# Your task
Report each line in the items below that contains the word "cloud", copying every such line in full.

==== Records shown

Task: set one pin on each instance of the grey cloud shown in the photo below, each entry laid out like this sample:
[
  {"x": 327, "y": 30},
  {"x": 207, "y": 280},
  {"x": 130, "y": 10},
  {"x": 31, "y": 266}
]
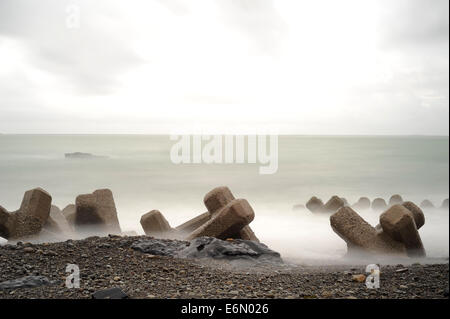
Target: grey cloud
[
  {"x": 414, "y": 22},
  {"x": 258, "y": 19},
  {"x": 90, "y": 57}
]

========
==== Records shown

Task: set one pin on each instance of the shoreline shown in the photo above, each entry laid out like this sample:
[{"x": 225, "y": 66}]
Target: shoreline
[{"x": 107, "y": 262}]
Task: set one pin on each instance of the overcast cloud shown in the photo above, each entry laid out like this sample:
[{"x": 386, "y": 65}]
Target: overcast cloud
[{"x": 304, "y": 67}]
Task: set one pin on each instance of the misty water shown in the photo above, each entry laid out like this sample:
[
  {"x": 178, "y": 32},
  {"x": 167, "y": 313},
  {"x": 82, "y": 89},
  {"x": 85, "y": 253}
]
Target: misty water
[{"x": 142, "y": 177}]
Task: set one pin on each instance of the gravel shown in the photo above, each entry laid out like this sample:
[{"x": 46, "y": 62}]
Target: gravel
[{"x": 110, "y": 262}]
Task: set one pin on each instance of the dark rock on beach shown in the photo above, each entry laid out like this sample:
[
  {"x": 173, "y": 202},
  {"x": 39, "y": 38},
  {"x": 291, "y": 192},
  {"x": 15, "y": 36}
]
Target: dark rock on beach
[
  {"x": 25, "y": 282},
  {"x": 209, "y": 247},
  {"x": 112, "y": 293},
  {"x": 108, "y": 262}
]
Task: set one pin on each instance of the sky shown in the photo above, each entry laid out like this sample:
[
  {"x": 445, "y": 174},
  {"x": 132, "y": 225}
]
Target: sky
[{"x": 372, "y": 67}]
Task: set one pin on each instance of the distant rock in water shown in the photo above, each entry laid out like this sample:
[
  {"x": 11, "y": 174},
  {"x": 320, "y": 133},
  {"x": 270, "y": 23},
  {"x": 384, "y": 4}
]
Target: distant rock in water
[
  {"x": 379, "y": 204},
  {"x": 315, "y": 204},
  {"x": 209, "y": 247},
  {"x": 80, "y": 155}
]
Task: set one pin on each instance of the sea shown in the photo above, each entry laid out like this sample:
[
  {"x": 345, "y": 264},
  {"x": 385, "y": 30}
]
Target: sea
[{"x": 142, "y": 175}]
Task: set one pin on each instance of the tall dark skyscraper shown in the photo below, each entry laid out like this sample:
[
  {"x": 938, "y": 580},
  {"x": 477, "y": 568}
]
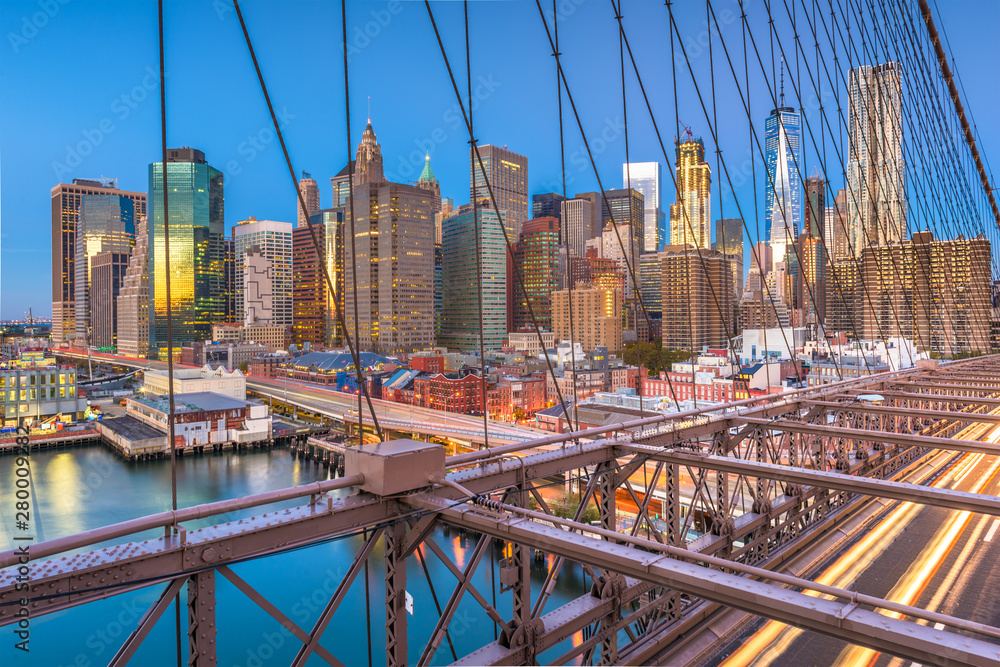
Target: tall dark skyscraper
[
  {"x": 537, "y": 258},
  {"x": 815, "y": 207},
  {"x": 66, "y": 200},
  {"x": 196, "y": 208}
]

========

# Solution to this task
Task: set one pin on each instance of the grey cloud shown in the photo below, each entry laid out like this sample:
Target: grey cloud
Task: set one pin on each instance of the overcast cloud shown in the photo above, each entry laid out like this sample:
Target: overcast cloud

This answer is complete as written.